▸ **TO DO**: Give the lines of the records below as a numbered list, skipping any blank lines. Begin at the line that contains "of the <item>thumb</item>?" and stop after the line that contains "POLYGON ((174 114, 173".
---------- THE INPUT
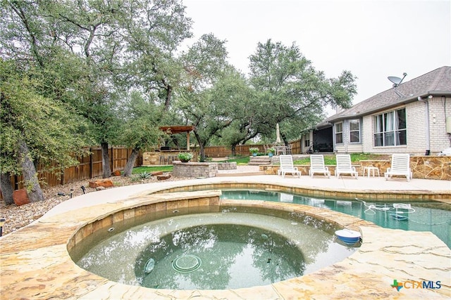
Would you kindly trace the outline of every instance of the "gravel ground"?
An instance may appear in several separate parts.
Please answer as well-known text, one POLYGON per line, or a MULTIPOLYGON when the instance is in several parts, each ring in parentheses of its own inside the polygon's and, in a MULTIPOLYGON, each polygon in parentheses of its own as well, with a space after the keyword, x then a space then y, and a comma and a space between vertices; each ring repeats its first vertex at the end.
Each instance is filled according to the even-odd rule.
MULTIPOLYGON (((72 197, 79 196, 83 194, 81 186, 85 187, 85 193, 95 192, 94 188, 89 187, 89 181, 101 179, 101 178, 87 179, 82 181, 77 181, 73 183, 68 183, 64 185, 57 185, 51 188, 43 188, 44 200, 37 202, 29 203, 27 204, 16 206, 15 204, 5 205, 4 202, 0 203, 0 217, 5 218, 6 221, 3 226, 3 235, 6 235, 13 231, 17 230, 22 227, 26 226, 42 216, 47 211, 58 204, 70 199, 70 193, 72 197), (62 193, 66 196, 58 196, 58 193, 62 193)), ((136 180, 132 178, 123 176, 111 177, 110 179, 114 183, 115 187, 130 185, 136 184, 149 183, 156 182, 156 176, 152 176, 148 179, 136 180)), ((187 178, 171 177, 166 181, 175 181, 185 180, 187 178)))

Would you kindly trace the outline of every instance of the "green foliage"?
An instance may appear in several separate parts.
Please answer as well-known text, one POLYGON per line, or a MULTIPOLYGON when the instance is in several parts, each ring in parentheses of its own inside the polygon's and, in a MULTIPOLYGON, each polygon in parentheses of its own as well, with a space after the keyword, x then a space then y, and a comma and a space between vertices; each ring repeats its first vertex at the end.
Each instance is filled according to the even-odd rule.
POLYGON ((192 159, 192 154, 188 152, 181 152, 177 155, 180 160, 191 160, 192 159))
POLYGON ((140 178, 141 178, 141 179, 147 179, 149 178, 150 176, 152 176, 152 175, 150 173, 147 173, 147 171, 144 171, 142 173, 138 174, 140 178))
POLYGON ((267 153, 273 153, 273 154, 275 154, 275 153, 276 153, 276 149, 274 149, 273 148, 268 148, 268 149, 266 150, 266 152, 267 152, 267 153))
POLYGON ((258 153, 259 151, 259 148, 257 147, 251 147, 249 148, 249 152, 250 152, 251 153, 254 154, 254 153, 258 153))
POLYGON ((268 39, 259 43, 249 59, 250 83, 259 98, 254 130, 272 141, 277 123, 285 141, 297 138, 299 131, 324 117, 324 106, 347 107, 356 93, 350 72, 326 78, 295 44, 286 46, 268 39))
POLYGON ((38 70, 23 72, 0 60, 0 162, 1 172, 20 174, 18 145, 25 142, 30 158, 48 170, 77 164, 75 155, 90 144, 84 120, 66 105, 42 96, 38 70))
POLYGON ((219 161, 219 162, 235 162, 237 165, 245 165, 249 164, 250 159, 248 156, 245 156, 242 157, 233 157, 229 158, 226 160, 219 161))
--------------------
---------- THE INPUT
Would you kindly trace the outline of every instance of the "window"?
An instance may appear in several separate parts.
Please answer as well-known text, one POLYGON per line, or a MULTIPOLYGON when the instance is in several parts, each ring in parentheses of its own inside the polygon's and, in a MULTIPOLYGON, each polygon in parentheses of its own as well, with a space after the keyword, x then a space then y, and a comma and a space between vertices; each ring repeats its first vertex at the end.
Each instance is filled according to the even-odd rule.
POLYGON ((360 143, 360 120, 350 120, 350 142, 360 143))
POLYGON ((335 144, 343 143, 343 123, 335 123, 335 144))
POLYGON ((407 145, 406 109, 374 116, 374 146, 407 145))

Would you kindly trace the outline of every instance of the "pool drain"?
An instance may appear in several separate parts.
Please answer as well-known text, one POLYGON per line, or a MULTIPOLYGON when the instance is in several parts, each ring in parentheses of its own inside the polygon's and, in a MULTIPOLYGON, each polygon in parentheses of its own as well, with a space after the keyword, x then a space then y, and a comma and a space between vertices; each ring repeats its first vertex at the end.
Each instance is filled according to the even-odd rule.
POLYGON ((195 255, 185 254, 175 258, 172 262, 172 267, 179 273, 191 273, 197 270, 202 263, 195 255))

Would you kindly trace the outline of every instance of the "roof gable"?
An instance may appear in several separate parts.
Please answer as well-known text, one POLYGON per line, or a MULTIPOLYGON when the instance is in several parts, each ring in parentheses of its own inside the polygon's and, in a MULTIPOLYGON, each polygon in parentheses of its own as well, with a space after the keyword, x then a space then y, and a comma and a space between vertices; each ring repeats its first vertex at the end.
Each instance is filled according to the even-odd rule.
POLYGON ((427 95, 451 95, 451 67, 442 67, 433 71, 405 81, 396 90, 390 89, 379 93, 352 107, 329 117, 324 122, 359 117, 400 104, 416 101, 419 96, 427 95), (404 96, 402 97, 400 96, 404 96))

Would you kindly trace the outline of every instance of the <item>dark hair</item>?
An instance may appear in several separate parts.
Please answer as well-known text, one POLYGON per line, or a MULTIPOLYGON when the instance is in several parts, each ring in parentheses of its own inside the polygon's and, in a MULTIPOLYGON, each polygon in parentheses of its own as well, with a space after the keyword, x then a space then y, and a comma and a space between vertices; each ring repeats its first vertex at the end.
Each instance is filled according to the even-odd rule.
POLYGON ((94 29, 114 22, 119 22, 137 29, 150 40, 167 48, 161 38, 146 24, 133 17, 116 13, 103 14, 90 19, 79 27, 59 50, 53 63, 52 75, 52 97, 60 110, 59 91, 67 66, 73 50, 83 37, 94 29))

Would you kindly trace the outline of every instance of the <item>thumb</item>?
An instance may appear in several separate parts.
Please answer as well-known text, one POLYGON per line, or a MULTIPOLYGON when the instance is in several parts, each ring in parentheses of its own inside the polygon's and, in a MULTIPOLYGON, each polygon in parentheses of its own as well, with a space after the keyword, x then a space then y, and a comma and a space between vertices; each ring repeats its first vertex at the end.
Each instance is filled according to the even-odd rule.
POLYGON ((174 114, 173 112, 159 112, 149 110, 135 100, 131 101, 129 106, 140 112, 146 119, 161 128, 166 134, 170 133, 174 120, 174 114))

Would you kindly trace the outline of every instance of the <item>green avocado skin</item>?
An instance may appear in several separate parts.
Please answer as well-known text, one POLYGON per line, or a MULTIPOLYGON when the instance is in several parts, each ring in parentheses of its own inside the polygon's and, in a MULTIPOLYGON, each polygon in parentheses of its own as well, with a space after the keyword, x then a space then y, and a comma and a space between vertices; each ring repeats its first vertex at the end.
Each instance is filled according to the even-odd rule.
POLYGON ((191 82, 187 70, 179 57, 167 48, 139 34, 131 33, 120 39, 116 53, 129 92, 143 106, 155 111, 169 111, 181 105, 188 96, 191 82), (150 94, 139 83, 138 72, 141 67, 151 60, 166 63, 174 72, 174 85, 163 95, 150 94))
--------------------
▸ **ANSWER TO THIS TASK**:
1. Would you kindly trace the outline of every instance of the <item>thumb</item>?
2. An instance may appear in several separate parts.
3. Please answer as well-known text, one POLYGON per line, or a MULTIPOLYGON when the instance is in several parts, each ring in parentheses of its own inside the polygon's and, in a MULTIPOLYGON, each polygon in parentheses of its own as well, with a space after the keyword, x then a space then y, and a comma and a space between vertices; each ring repeats its first vertex at the end.
4. Each instance is filled according to the even-odd rule.
5. POLYGON ((174 114, 173 112, 159 112, 149 110, 135 100, 131 101, 129 106, 140 112, 146 119, 161 128, 166 134, 170 133, 174 120, 174 114))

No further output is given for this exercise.